## Problem to solve
Please swap "pixel corners" for "corner coordinates" in the stretch of records from the start through the line containing "[[408, 152, 415, 161], [295, 141, 308, 156]]". Return that stretch with everything else unchanged.

***** Data entries *****

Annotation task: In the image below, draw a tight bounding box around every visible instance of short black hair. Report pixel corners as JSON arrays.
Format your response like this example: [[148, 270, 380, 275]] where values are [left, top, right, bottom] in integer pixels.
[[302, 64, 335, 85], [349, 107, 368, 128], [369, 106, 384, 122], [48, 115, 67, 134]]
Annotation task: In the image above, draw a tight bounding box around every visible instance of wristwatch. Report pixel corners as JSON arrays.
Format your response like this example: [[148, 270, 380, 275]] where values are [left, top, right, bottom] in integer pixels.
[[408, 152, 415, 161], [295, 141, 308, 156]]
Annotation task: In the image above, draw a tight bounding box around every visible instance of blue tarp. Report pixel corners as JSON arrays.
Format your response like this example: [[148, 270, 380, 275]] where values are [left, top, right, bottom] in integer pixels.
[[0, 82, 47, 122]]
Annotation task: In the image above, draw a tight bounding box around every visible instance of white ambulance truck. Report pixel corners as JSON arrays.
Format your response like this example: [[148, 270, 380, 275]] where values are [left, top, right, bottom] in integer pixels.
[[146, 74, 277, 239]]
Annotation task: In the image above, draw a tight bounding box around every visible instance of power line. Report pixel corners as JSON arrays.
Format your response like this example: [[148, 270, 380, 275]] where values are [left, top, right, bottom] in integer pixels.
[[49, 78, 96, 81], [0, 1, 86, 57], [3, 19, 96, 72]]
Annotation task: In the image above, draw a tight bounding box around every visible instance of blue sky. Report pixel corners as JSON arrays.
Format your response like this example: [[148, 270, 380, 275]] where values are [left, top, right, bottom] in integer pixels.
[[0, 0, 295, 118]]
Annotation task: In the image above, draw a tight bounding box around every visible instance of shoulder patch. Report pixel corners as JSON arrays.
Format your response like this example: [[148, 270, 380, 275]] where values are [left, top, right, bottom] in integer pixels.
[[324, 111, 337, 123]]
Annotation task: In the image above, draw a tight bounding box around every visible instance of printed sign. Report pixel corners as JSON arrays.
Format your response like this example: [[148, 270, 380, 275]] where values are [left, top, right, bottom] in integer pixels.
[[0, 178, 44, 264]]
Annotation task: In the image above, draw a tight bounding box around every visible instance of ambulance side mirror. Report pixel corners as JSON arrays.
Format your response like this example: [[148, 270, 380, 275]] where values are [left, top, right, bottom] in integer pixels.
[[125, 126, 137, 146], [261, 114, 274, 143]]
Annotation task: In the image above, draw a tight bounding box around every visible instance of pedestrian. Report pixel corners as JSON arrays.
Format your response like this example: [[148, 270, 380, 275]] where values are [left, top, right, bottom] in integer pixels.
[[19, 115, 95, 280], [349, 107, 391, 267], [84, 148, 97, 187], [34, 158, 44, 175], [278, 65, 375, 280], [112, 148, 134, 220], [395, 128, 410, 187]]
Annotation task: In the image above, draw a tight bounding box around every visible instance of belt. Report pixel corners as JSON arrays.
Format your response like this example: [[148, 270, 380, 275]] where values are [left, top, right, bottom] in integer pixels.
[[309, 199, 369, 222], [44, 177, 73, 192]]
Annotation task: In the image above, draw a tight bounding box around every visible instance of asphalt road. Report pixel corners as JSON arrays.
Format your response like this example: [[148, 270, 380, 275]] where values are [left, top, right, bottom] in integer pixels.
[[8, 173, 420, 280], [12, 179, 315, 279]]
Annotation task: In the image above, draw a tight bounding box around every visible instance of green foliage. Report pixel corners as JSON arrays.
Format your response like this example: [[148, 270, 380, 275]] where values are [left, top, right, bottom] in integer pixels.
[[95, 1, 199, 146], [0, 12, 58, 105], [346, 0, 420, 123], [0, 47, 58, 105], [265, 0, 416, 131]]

*****

## The solution
Annotation task: In the image below, draw a tight bounding box around every visible instance of short black hair. Report corner coordinates as JSON arrays.
Format your response like this example: [[148, 270, 380, 275]] where values are [left, top, right, bottom] in integer pixels.
[[302, 64, 335, 85], [349, 107, 368, 128], [369, 106, 384, 122], [48, 115, 67, 134]]
Annotation task: In the image above, draw a tight bounding box around every visible instance of wristwatch. Report corner coordinates as JSON arrays.
Format your response like this example: [[148, 270, 380, 275]] where values are [left, top, right, bottom] in integer pixels.
[[408, 152, 415, 161], [295, 141, 308, 156]]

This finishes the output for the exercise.